APPLY WHAT YOU READ
- 1) List every reporter named in a byline in the blog post about the two Russia investigation reports.
- 2) Go on with the blog post about the two Russia investigation reports from the point where it stops.

TEXT SHOWN
****************

Trump is on his way overseas for a nine day tour that, hopefully, will exhaust him. That doesn’t mean that another shoe on the centipede hasn’t dropped. Two reports came out late this afternoon at the New York Times and Washington Post.

In the Times article, Trump, not only revealed highly classified intelligence to the Russian Foreign Minister and ambassador, but once again admitted that he fired Comey to end the investigation into his campaign’s connections to the Russian interference with the election last year.

Trump Told Russians That Firing ‘Nut Job’ Comey Eased Pressure From Investigation

By Matt Apuzzo, Maggie Haberman and Matthew Rosenberg

President Trump told Russian officials in the Oval Office this month that firing the F.B.I. director, James B. Comey, had relieved “great pressure” on him, according to a document summarizing the meeting.

“I just fired the head of the F.B.I. He was crazy, a real nut job,” Mr. Trump said, according to the document, which was read to The New York Times by an American official. “I faced great pressure because of Russia. That’s taken off.”

Mr. Trump added, “I’m not under investigation.”

The conversation, during a May 10 meeting — the day after he fired Mr. Comey — reinforces the notion that Mr. Trump dismissed him primarily because of the bureau’s investigation into possible collusion between his campaign and Russian operatives. Mr. Trump said as much in one televised interview, but the White House has offered changing justifications for the firing.

The White House document that contained Mr. Trump’s comments was based on notes taken from inside the Oval Office and has been circulated as the official account of the meeting. One official read quotations to The Times, and a second official confirmed the broad outlines of the discussion.

Sean Spicer, the White House press secretary, did not dispute the account.

It’s the Washington Post article that is going to make Trump’ long flight to Saudi Arabia really miserable.

Russia probe reaches current White House official, people familiar with the case say

By Devlin Barrett and Matt Zapotosky

The law enforcement investigation into possible coordination between Russia and the Trump campaign has identified a current White House official as a significant person of interest, showing that the probe is reaching into the highest levels of government, according to people familiar with the matter.

****************

DATA EXCERPT
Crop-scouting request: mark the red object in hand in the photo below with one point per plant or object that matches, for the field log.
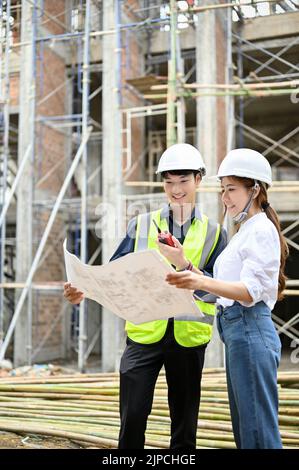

****************

ANSWERS BY ITEM
- 1)
Matt Apuzzo
Maggie Haberman
Matthew Rosenberg
Devlin Barrett
Matt Zapotosky

- 2)
The senior White House adviser under scrutiny by investigators is someone close to the president, according to these people, who would not further identify the official.

The revelation comes as the investigation also appears to be entering a more overtly active phase, with investigators shifting from work that has remained largely hidden from the public to conducting interviews and using a grand jury to issue subpoenas. The intensity of the probe is expected to accelerate in the coming weeks, the people said.

The sources emphasized that investigators remain keenly interested in people who previously wielded influence in the Trump campaign and administration but are no longer part of it, including former national security adviser Michael Flynn and former campaign chairman Paul Manafort.

Flynn resigned in February after disclosures that he had lied to administration officials about his contacts with Russian Ambassador Sergey Kislyak. Current administration officials who have acknowledged contacts with Russian officials include President Trump’s son-in-law, Jared Kushner, as well as Attorney General Jeff Sessions and Secretary of State Rex Tillerson.

The article further states that this may or may not lead to criminal charges. I guess they didn’t want to get our hopes up. Republican strategist and vehement Trump critic Anna Navarro said it in a tweet, “Folks, Trump’s best defense is dementia.”